# Given entries
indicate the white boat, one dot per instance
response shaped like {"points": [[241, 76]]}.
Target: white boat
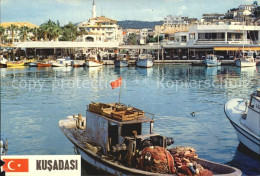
{"points": [[62, 62], [93, 63], [246, 59], [121, 61], [3, 62], [114, 142], [32, 64], [145, 61], [245, 118], [211, 61]]}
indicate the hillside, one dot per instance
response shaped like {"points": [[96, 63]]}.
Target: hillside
{"points": [[138, 24]]}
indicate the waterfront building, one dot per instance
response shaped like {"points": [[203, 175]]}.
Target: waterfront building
{"points": [[172, 24], [101, 29], [144, 34], [224, 34], [17, 31], [212, 16]]}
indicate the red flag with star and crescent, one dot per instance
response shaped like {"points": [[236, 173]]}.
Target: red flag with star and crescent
{"points": [[16, 165], [116, 83]]}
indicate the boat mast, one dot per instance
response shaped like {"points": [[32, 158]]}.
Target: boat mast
{"points": [[243, 37]]}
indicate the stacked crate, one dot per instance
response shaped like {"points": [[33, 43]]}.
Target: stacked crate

# Task prompt
Rewrite every line of the listing above as a numbered list, skipping blank lines and leaving out the picture.

# Result of this exercise
1. indicate the white boat, one dot per instance
2. response shaped like {"points": [[241, 76]]}.
3. Target: white boat
4. {"points": [[62, 62], [93, 63], [246, 59], [121, 61], [3, 62], [114, 142], [32, 64], [145, 61], [245, 118], [211, 61]]}
5. indicate the hillside, one dot per instance
6. response shaped like {"points": [[96, 63]]}.
7. Target: hillside
8. {"points": [[138, 24]]}
9. indicate the waterfront building, one dot per instance
10. response shaped like {"points": [[203, 175]]}.
11. Target: waterfront building
12. {"points": [[172, 24], [101, 29], [144, 34], [224, 34], [17, 31], [212, 16]]}
13. indicate the red flag with star and crescent, one dot per instance
14. response shaped like {"points": [[236, 173]]}.
15. Target: red flag with star and crescent
16. {"points": [[16, 165], [116, 83]]}
17. indicate the boat mast, one dot per instance
18. response shaped like {"points": [[32, 158]]}.
19. Target: boat mast
20. {"points": [[243, 37]]}
21. indicate the stacked crate, one dot per instance
22. response shaped like {"points": [[33, 43]]}.
23. Target: stacked crate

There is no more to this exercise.